┌─ Extracted data

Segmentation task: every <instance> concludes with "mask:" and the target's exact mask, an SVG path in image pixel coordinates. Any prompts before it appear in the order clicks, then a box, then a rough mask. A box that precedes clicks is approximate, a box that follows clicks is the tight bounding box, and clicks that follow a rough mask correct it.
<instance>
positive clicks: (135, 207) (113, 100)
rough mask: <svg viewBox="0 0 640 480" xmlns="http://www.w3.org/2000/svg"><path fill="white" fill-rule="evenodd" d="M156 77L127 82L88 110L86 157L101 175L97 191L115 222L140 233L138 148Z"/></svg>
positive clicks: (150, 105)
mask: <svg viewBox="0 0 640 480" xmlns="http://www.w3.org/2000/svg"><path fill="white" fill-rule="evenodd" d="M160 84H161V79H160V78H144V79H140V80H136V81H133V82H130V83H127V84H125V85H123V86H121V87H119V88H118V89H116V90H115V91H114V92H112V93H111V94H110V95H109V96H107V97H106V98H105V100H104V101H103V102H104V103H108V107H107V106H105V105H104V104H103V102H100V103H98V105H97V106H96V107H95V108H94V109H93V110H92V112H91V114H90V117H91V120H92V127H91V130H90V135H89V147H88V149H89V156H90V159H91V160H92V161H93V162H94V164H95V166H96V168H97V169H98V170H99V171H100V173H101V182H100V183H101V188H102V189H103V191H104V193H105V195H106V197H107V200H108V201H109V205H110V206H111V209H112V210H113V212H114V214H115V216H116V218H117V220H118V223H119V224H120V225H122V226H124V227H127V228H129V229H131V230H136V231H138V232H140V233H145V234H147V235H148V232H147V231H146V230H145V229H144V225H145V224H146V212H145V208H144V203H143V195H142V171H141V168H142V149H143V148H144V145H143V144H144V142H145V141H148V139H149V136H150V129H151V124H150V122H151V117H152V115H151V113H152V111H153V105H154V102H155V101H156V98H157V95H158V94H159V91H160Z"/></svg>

└─

Aim of the task - The response should be an exact copy of every line above.

Expected answer -
Segmentation task: every <instance> concludes with "mask:" and the target's exact mask, an SVG path in image pixel coordinates. Any prompts before it appear in the order clicks, then a box, then a rough mask. A box that precedes clicks is approximate, a box that follows clicks is the tight bounding box, and clicks that follow a rough mask correct it.
<instance>
positive clicks: (135, 207) (113, 100)
rough mask: <svg viewBox="0 0 640 480" xmlns="http://www.w3.org/2000/svg"><path fill="white" fill-rule="evenodd" d="M156 77L127 82L88 110L86 157L101 175L97 191L115 222L140 233L138 148Z"/></svg>
positive clicks: (150, 105)
mask: <svg viewBox="0 0 640 480" xmlns="http://www.w3.org/2000/svg"><path fill="white" fill-rule="evenodd" d="M160 84H161V79H160V78H144V79H140V80H136V81H133V82H130V83H127V84H125V85H123V86H121V87H119V88H118V89H116V90H115V91H114V92H112V93H111V94H110V95H109V96H107V97H106V98H105V100H104V101H103V102H104V103H108V107H107V106H105V105H104V104H103V102H100V103H98V105H97V106H96V107H95V108H94V109H93V110H92V112H91V114H90V117H91V120H92V127H91V130H90V135H89V147H88V149H89V156H90V159H91V160H92V161H93V162H94V164H95V166H96V168H97V169H98V170H99V171H100V173H101V182H100V183H101V188H102V189H103V191H104V193H105V195H106V197H107V200H108V201H109V205H110V206H111V209H112V210H113V212H114V214H115V216H116V218H117V220H118V223H119V224H120V225H122V226H124V227H127V228H129V229H131V230H136V231H138V232H140V233H145V234H147V235H148V232H147V231H146V230H145V229H144V225H145V224H146V212H145V208H144V203H143V195H142V171H141V168H142V149H143V148H144V145H143V144H144V142H145V141H148V139H149V136H150V129H151V124H150V122H151V117H152V115H151V113H152V111H153V105H154V102H155V101H156V98H157V95H158V94H159V91H160Z"/></svg>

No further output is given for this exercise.